§ EXCERPT TO READ:
## START
Re: patch: SQL/MED(FDW) DDL

From: Robert Haas <robertmhaas(at)gmail(dot)com>
To: Tom Lane <tgl(at)sss(dot)pgh(dot)pa(dot)us>
Cc: Shigeru HANADA <hanada(at)metrosystems(dot)co(dot)jp>, Heikki Linnakangas <heikki(dot)linnakangas(at)enterprisedb(dot)com>, Itagaki Takahiro <itagaki(dot)takahiro(at)gmail(dot)com>, Alvaro Herrera <alvherre(at)commandprompt(dot)com>, SAKAMOTO Masahiko <sakamoto(dot)masahiko(at)oss(dot)ntt(dot)co(dot)jp>, pgsql-hackers <pgsql-hackers(at)postgresql(dot)org>
Subject: Re: patch: SQL/MED(FDW) DDL
Date: 2010-10-05 18:43:18
Message-ID: AANLkTikSDLeoyynDTobVvKocDv25gQaC0Wjk_DmUme8a@mail.gmail.com
Views: Raw Message | Whole Thread | Download mbox | Resend email
Thread:
Lists: pgsql-hackers

On Tue, Oct 5, 2010 at 12:49 PM, Tom Lane <tgl(at)sss(dot)pgh(dot)pa(dot)us> wrote:
> Robert Haas <robertmhaas(at)gmail(dot)com> writes:
>> On Tue, Oct 5, 2010 at 11:06 AM, Tom Lane <tgl(at)sss(dot)pgh(dot)pa(dot)us> wrote:
>>> IMO this is a *clear* case of premature optimization being the root of
>>> all evil.  We should get it working first and then see what needs to be
>>> optimized by measuring, rather than guessing in a vacuum.
## END
§ TASKS:
a) In the mailing-list post about the SQL/MED(FDW) DDL patch, list the names of the individual people on the Cc line.
b) Reproduce everything from "On Tue, Oct 5, 2010 at 12:49" down to "in a vacuum." in the mailing-list post about the SQL/MED(FDW) DDL patch.
c) Pick up the mailing-list post about the SQL/MED(FDW) DDL patch at the point where it stops, and write what comes next.

§ DATASET ROWS:
## START
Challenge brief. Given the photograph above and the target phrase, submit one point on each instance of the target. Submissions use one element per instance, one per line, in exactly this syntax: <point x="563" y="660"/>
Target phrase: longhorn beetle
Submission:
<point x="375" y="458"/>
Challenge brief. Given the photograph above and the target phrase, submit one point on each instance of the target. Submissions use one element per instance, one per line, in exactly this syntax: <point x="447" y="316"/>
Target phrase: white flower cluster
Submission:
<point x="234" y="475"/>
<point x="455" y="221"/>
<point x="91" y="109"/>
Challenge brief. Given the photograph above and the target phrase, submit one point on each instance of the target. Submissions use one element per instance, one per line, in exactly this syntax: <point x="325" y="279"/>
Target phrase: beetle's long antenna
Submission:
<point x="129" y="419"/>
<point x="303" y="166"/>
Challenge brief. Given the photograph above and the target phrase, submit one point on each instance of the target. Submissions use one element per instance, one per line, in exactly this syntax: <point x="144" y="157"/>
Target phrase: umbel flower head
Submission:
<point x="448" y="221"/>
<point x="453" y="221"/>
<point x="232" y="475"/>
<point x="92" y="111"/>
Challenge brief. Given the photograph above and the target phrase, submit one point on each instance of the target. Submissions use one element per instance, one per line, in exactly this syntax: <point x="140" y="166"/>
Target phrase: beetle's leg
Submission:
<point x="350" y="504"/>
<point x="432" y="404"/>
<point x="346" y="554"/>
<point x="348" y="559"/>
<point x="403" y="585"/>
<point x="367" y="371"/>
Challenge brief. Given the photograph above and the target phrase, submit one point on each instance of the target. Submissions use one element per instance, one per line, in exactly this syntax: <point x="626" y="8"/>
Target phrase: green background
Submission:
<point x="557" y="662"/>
## END
§ ANSWERS BY TASK:
a)
Shigeru HANADA
Heikki Linnakangas
Itagaki Takahiro
Alvaro Herrera
SAKAMOTO Masahiko

b)
On Tue, Oct 5, 2010 at 12:49 PM, Tom Lane <tgl(at)sss(dot)pgh(dot)pa(dot)us> wrote:
> Robert Haas <robertmhaas(at)gmail(dot)com> writes:
>> On Tue, Oct 5, 2010 at 11:06 AM, Tom Lane <tgl(at)sss(dot)pgh(dot)pa(dot)us> wrote:
>>> IMO this is a *clear* case of premature optimization being the root of
>>> all evil.  We should get it working first and then see what needs to be
>>> optimized by measuring, rather than guessing in a vacuum.

c)
>
>> I have no problem with punting the issue of remote statistics to some
>> time in the future.  But I don't think we should have a half-baked
>> implementation of remote statistics.  We should either do it right
>> (doing such testing as is necessary to establish what that means) or
>> not do it at all.  Frankly, if we could get from where we are today to
>> a workable implementation of this technology for CSV files in time for
>> 9.1, I think that would be an impressive accomplishment.  Making it
>> work for more complicated cases is almost certainly material for 9.2,
>> 9.3, 9.4, and maybe further out than that.
>
> I quite agree that it's going to take multiple release cycles to have
> a really impressive version of SQL/MED.  What I'm saying is that caching
> remote statistics is several versions out in my view of the world, and
> designing support for it shouldn't be happening now.

Fair enough.

> Maybe we ought to take a step back and discuss what the development plan
> ought to be, before we spend more time on details like this.

Good idea.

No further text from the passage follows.